→ The problem
Copy the listing below line for line, leaving out the pictures.

(Extracted data entries)
• • • • •
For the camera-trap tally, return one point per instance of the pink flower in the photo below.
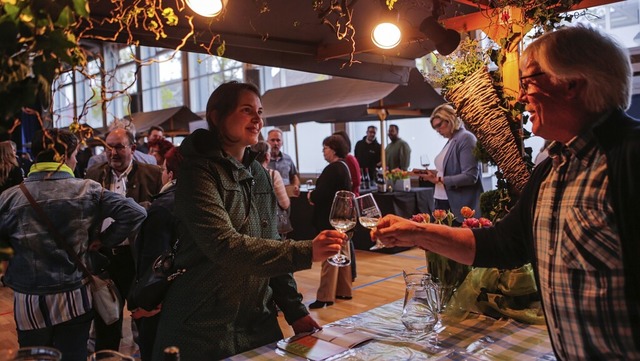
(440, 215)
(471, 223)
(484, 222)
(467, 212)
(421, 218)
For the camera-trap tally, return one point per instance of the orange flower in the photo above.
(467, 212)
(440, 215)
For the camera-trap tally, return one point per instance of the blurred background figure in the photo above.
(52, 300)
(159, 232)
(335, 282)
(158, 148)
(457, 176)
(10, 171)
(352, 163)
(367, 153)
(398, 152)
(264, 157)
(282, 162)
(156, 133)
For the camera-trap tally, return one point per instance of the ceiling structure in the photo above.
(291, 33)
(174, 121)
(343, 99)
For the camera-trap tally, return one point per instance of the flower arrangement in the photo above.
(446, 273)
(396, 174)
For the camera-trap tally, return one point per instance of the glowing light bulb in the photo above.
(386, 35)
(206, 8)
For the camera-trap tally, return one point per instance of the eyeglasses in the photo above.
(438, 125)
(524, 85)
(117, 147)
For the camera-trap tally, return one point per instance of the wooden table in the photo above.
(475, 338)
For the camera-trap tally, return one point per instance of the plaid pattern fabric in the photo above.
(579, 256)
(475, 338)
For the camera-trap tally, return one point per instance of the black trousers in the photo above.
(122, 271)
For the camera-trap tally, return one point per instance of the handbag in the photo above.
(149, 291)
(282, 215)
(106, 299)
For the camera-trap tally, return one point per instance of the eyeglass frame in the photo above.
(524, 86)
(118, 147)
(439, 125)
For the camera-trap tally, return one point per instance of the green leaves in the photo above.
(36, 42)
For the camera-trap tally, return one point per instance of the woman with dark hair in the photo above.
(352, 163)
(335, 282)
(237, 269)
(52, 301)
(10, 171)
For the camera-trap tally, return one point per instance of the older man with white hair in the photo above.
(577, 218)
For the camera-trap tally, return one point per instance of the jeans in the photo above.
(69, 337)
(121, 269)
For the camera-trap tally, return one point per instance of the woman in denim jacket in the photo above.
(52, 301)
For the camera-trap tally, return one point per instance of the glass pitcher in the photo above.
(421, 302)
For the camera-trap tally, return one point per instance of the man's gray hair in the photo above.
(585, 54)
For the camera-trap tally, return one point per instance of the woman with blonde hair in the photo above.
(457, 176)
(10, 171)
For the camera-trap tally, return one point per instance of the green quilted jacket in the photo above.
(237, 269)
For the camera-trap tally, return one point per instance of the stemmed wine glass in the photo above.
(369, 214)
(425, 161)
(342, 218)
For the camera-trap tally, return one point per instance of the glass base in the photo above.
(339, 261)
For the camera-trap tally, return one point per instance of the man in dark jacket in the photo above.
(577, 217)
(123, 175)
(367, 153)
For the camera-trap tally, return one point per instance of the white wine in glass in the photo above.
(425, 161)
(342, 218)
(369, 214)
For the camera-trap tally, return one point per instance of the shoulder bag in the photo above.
• • • • •
→ Answer for the task
For the camera-trap tally, return one point per instance of the pink flower in the photo below.
(440, 215)
(471, 223)
(484, 222)
(467, 212)
(421, 218)
For the camera-trap tally, return one point per instance of the orange flower in the photo above.
(467, 212)
(440, 215)
For the camera-trap tally, return one point per instance of the blurred background figure in the photo above.
(52, 300)
(159, 232)
(335, 282)
(158, 148)
(457, 176)
(10, 171)
(352, 163)
(367, 153)
(398, 152)
(264, 157)
(282, 162)
(156, 133)
For the camera-trap tally, return one point per instance of the ceiling structure in the photo above.
(291, 33)
(174, 121)
(343, 99)
For the camera-trap tally, return one point per instance of the flower arrangement in the photo above.
(446, 273)
(396, 174)
For the camera-trap tally, return one point per instance of the glowing light bulb in the photo above.
(386, 35)
(206, 8)
For the camera-trap tally, return one point per instance of the eyeglasses in the photo above.
(438, 125)
(524, 85)
(117, 147)
For the camera-trap tally, return one point per instance of the wooden table in the photo above.
(475, 338)
For the camera-trap tally, return one point per instance of the plaid pattern fabric in the photo above.
(579, 256)
(475, 338)
For the camera-trap tally, return one point per instance of the black trousers in the photo above.
(122, 271)
For the camera-trap tally, return one point per instance of the handbag in the photo above.
(149, 291)
(282, 215)
(106, 299)
For the camera-trap tally, return one point per instance of the eyeglass frame in the photo above.
(524, 86)
(118, 147)
(439, 125)
For the camera-trap tally, return one point per instance of the green leaves in the photo above.
(36, 42)
For the camera-trap tally, return one point per instance of the woman with dark hair in the photo above.
(352, 163)
(335, 282)
(237, 269)
(52, 301)
(10, 171)
For the camera-trap tally, return one point per instance of the older man with white hair in the photo above.
(577, 218)
For the camera-trap tally, return one point per instance of the jeans in the photo above.
(69, 337)
(121, 269)
For the camera-trap tally, return one point per instance of the woman in denim jacket in the photo above.
(52, 301)
For the camera-trap tally, return one point per instance of the glass pitcher in the photo above.
(421, 302)
For the camera-trap tally, return one point per instance of the man's gray hair in the photo above.
(585, 54)
For the camera-trap tally, return one point per instance of the woman with blonde hair in the photo above.
(457, 176)
(10, 171)
For the camera-trap tally, return one point per instance of the green quilted jacket in the photo above.
(237, 269)
For the camera-trap tally, return one point per instance of the stemmed wine glass in the photo above.
(369, 214)
(425, 161)
(342, 218)
For the camera-trap tally, return one point per instance of the glass base in the photo above.
(339, 261)
For the camera-trap tally, return one point per instance of the man in dark jacket in the photo above.
(577, 217)
(123, 175)
(367, 153)
For the camera-trap tally, return one point per instance of the white wine in glass in the photo above.
(425, 161)
(342, 218)
(369, 214)
For the camera-trap tally, return one point per instance of the shoulder bag in the photo above.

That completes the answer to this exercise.